Exercise details -
Each line from the one that contains "of the woman" to the end of the material must be set down exactly, and no line before it.

Stored data entries
+++
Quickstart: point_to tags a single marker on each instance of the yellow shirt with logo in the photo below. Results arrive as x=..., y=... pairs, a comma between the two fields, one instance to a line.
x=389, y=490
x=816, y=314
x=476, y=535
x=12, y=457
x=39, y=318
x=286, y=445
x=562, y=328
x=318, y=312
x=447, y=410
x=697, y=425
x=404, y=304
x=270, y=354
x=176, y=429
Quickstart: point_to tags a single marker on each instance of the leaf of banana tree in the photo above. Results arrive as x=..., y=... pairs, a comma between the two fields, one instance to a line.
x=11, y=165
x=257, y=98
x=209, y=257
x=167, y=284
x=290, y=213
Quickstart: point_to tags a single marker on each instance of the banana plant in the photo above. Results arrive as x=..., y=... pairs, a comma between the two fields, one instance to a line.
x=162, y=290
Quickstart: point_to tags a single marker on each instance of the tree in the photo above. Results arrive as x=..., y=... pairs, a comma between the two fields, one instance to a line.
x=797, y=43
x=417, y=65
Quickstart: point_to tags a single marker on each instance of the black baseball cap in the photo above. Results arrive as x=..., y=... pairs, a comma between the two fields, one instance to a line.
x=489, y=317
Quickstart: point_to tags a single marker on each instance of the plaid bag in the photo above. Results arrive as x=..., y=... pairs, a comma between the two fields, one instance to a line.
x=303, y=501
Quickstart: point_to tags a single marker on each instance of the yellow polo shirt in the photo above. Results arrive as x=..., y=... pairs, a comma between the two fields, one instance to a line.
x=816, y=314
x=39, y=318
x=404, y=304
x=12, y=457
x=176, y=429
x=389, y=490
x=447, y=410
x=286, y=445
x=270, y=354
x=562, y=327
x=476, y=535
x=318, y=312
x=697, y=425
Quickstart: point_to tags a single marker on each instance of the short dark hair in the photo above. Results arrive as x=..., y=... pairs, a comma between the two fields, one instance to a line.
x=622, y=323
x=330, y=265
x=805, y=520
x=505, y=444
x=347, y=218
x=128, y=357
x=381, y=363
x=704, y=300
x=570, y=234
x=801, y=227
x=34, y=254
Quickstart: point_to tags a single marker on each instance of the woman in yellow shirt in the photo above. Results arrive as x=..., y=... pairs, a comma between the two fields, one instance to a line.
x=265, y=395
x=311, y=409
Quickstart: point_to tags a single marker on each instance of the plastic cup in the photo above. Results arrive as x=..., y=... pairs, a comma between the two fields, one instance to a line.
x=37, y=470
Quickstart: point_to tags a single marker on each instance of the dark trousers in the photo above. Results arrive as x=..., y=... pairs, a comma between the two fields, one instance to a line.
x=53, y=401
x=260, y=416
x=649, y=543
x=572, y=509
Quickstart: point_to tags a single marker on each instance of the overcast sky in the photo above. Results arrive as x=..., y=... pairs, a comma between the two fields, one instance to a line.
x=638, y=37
+++
Task response -
Quickstart: point_to tags a single marker on each instance of the woman in yellow shirt in the photo above. Results arrive as x=..., y=... pairs, a comma between the two fields, one instance to a line.
x=265, y=395
x=311, y=409
Quickstart: point_to tags a single marker on each instance of the plastic cup in the photo above. Results arrive as x=..., y=... pairs, a comma between the two fields, one instance to a line.
x=37, y=470
Quickstart: point_to tags a single marker on each instance of the dark trousers in the photo above. Results arrive as x=..., y=... pairs, a comma between the two fields, one instance to a line.
x=53, y=401
x=260, y=416
x=649, y=543
x=572, y=509
Quickstart: point_to tags a single marker on each instance of the overcast sky in the photo above. Results arrive as x=..., y=... pairs, a comma between the two fields, one instance to a line.
x=638, y=37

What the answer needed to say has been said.